** Start of Given text **
Rāmakaṇṭha’s view as equivalent to Nyāya

To what extent is it reasonable to take the first kind of cognition as equivalent to Nyāya’s self? It is reasonable to the extent that we are aligning Nyāya’s self and Rāmakaṇṭha’s self, though the former is not of the nature of jñāna whereas the latter is. To what extent is it reasonable to take the second kind of cognition as equivalent to Nyāya’s cognitions and Buddhism’s cognitions? The fact that the second kind is plural makes it a more natural equivalent than the unitary first kind; but the fact that the second kind of cognition is unconscious (a product of primal matter) makes it less equivalent to Buddhist and Naiyāyika cognitions, which are sparks of awareness, than the first kind, which is equivalent to awareness.
** End of Given text **
** Start of Given information **
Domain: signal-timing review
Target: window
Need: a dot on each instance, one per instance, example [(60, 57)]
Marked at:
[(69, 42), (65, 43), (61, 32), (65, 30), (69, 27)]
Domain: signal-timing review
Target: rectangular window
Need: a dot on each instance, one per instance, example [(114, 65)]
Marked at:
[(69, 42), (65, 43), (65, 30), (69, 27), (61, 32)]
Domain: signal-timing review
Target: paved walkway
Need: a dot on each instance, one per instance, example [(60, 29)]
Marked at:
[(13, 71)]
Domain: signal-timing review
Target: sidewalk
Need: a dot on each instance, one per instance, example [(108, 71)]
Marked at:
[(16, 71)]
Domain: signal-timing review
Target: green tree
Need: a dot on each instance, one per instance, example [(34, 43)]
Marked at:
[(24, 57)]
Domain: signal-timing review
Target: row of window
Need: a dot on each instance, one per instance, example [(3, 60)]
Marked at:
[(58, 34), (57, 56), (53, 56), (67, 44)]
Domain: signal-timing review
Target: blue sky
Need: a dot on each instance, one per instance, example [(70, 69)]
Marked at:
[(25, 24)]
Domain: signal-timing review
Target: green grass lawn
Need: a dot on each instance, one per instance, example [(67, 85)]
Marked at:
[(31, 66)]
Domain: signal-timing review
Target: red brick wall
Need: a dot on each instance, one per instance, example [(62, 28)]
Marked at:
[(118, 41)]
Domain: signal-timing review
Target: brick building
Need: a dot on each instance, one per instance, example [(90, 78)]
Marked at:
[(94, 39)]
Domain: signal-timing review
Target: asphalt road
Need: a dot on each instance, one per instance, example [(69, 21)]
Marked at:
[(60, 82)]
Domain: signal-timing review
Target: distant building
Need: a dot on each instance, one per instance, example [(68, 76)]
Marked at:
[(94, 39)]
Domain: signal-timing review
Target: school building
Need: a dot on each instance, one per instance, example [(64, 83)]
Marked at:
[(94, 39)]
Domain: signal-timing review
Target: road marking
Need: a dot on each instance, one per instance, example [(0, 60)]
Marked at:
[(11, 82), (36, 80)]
** End of Given information **
→ Short task:
Reproduce the text on Rāmakaṇṭha and Nyāya between "Rāmakaṇṭha’s view as" and "equivalent to awareness.", inclusive.

→ Worked answer:
Rāmakaṇṭha’s view as equivalent to Nyāya

To what extent is it reasonable to take the first kind of cognition as equivalent to Nyāya’s self? It is reasonable to the extent that we are aligning Nyāya’s self and Rāmakaṇṭha’s self, though the former is not of the nature of jñāna whereas the latter is. To what extent is it reasonable to take the second kind of cognition as equivalent to Nyāya’s cognitions and Buddhism’s cognitions? The fact that the second kind is plural makes it a more natural equivalent than the unitary first kind; but the fact that the second kind of cognition is unconscious (a product of primal matter) makes it less equivalent to Buddhist and Naiyāyika cognitions, which are sparks of awareness, than the first kind, which is equivalent to awareness.